[START OF Dataset records]
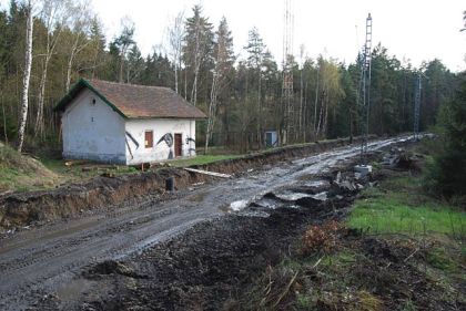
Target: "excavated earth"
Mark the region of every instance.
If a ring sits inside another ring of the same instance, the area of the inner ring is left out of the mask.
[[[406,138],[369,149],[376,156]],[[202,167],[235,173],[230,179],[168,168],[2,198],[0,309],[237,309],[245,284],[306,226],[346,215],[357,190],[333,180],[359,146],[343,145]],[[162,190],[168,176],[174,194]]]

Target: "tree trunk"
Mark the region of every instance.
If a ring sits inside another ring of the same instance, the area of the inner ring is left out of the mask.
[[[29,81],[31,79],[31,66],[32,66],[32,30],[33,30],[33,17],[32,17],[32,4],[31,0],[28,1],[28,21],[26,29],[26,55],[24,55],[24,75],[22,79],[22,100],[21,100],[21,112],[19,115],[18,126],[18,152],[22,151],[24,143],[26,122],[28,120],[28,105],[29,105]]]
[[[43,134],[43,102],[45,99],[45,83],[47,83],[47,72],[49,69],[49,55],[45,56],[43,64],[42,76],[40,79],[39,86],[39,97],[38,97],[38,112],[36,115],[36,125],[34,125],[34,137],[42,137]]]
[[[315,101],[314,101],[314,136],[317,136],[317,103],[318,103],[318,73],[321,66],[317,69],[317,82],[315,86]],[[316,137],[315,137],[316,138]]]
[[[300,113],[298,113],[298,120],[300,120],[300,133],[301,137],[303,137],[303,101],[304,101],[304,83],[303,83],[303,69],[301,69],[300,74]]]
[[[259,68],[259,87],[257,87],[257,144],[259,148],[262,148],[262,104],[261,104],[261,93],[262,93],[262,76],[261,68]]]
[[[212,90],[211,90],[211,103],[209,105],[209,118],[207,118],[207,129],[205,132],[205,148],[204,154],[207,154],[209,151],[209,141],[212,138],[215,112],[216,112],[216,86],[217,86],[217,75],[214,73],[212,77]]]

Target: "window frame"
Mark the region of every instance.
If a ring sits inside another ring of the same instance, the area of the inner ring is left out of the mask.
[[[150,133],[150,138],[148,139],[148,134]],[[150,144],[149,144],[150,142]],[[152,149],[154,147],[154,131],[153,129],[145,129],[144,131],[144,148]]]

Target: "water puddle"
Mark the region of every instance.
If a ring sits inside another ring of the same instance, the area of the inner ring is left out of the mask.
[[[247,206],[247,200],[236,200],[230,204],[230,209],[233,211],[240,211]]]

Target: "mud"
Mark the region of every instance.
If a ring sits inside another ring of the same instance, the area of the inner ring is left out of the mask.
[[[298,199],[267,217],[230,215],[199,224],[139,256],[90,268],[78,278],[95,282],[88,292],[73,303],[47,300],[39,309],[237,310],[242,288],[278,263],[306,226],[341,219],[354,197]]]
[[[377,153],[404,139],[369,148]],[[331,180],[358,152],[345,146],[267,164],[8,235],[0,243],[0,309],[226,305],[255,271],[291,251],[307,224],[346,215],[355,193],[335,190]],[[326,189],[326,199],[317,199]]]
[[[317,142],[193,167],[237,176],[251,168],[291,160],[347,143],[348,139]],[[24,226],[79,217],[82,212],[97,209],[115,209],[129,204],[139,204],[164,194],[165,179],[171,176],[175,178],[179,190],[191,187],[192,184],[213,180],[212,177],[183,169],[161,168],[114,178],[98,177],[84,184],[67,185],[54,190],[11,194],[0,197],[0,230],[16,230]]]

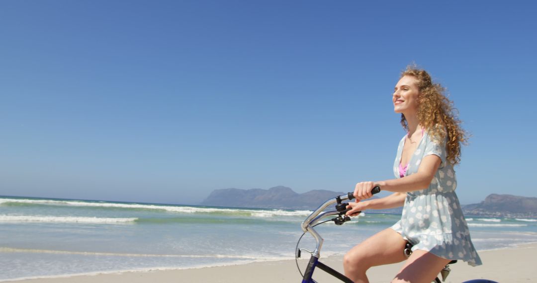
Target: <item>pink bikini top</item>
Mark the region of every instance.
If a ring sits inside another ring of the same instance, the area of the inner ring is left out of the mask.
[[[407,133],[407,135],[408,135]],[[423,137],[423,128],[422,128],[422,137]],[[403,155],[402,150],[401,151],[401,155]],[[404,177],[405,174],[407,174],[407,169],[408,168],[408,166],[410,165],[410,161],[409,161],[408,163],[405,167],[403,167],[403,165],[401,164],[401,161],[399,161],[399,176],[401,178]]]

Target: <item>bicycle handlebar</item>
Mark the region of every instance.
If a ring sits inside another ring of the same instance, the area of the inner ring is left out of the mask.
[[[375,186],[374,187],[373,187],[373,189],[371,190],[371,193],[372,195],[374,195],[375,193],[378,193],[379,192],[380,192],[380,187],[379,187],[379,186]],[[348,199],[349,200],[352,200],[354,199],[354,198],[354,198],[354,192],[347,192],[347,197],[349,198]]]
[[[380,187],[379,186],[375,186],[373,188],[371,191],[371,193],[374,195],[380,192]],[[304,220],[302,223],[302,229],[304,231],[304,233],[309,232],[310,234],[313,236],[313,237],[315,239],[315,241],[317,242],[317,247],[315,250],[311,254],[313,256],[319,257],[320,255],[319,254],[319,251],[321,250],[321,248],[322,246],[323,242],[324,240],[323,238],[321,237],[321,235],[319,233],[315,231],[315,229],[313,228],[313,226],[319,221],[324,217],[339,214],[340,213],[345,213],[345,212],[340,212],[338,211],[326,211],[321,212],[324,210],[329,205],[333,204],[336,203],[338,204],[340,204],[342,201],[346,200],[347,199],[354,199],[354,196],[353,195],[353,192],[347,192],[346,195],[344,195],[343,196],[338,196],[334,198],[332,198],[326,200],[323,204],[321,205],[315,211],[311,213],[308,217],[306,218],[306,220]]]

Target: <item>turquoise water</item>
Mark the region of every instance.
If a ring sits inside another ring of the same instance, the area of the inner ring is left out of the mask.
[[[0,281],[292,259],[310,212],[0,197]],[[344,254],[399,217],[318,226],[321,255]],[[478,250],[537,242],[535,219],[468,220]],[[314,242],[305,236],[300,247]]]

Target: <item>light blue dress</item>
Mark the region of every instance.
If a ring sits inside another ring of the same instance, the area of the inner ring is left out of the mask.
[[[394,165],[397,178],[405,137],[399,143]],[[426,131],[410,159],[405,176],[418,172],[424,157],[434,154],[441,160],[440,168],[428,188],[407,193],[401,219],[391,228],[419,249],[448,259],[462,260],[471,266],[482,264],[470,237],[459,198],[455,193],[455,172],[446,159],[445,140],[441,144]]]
[END OF Dataset records]
[START OF Dataset records]
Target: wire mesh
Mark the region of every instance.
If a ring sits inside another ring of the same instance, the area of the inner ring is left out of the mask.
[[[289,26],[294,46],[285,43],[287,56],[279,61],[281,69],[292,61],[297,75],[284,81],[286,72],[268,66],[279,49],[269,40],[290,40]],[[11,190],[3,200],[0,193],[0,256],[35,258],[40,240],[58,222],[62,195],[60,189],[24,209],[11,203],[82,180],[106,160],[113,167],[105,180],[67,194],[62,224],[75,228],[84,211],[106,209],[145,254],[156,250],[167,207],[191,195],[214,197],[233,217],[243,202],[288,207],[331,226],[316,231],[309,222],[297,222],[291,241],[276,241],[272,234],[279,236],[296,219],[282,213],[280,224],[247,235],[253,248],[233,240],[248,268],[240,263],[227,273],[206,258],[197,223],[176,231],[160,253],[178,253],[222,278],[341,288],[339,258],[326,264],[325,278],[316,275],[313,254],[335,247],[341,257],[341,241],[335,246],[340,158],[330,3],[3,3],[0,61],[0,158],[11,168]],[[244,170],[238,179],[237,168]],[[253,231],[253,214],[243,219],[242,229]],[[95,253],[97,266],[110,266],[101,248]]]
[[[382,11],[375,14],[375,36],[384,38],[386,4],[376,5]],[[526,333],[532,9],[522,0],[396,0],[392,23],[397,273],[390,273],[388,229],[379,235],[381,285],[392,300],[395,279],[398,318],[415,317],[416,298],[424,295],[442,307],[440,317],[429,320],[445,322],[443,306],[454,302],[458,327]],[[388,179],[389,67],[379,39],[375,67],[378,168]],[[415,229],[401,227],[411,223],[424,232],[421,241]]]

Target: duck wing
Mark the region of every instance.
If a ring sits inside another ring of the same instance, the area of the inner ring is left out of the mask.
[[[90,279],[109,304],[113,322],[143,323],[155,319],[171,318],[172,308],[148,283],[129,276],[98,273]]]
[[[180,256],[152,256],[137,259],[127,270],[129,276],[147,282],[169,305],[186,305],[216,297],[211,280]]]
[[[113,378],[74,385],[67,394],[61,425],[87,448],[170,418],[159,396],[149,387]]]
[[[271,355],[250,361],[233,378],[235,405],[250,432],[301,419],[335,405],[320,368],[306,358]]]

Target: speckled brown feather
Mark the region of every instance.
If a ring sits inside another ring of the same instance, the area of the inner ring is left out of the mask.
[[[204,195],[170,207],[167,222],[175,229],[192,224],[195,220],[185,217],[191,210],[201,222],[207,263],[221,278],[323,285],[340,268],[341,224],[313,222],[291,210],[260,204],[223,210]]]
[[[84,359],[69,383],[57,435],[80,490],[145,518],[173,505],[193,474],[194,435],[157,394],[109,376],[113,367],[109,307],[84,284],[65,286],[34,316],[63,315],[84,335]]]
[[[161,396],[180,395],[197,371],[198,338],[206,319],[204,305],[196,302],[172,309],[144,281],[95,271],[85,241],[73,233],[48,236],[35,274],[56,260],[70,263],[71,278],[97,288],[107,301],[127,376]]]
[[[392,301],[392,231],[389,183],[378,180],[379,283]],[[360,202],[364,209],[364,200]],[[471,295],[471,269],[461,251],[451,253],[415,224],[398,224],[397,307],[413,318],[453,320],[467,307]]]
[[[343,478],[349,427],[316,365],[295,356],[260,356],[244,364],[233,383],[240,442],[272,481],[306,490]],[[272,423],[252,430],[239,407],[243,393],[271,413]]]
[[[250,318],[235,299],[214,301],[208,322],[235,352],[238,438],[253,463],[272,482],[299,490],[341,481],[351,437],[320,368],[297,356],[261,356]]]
[END OF Dataset records]
Short task: Identify each line in the entries above that contains the string "water", and copy every such line in full. The match is case-sensitive.

Output below:
Target: "water puddle"
Target: <item>turquoise water</item>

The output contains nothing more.